__TASK STATEMENT__. Copy every line of the items below, requests included, and add 55 to each polygon vertex coordinate in the answers, leaving the numbers in the requests and their format samples unchanged. Leave the pictures out of your output.

○ ○ ○ ○ ○

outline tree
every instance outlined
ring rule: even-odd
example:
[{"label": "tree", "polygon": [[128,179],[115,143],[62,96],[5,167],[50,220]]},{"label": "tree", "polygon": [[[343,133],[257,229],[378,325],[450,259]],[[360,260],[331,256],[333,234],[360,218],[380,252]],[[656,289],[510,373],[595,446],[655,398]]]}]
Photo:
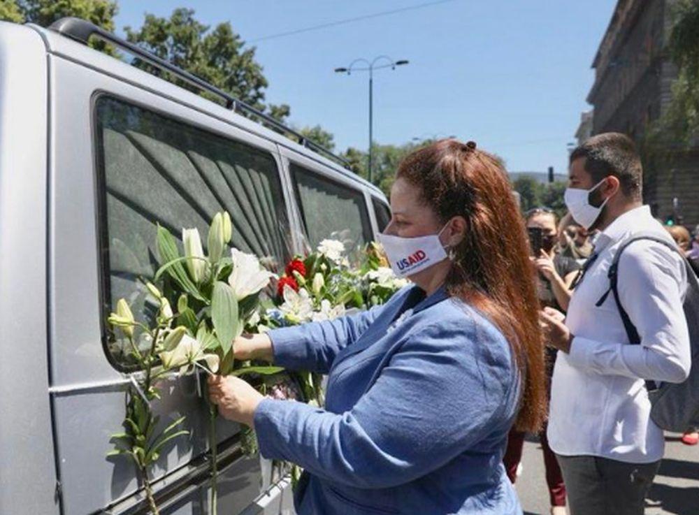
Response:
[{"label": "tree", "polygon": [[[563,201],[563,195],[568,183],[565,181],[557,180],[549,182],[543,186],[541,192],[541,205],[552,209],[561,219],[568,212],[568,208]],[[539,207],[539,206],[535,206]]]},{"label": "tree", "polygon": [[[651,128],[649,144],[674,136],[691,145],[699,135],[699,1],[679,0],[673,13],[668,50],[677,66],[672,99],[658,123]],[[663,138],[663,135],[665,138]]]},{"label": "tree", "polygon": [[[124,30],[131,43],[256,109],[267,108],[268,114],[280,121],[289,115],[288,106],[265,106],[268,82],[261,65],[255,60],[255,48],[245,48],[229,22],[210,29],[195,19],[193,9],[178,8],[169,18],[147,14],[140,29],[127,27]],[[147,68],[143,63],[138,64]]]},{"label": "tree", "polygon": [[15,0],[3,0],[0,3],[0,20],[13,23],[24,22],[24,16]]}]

○ ○ ○ ○ ○

__COMPLETE ANSWER__.
outline tree
every instance outlined
ring rule: even-odd
example:
[{"label": "tree", "polygon": [[128,179],[115,143],[62,96],[5,167],[50,220]]},{"label": "tree", "polygon": [[[343,133],[257,229],[378,325],[450,259]],[[360,260],[331,256],[333,234],[360,218],[380,252]],[[656,289],[510,373],[595,446],[655,398]]]}]
Photo:
Response:
[{"label": "tree", "polygon": [[[618,256],[618,250],[623,238],[620,236],[612,235],[604,237],[598,241],[596,247],[596,260],[607,264],[616,274],[623,267],[623,263]],[[594,262],[594,261],[590,261]]]},{"label": "tree", "polygon": [[[706,183],[704,199],[729,191],[746,200],[754,190],[754,56],[734,55],[728,68],[723,105],[732,121],[727,154],[713,178]],[[718,193],[718,190],[720,193]]]},{"label": "tree", "polygon": [[[179,85],[186,98],[311,164],[322,163],[323,169],[335,176],[344,170],[343,161],[320,161],[323,137],[316,120],[310,115],[310,103],[300,103],[284,77],[265,84],[250,74],[248,64],[233,63],[224,73],[202,69],[195,84],[182,82]],[[202,123],[198,118],[193,119]]]},{"label": "tree", "polygon": [[70,55],[58,55],[55,58],[55,75],[68,78],[79,77],[79,71]]}]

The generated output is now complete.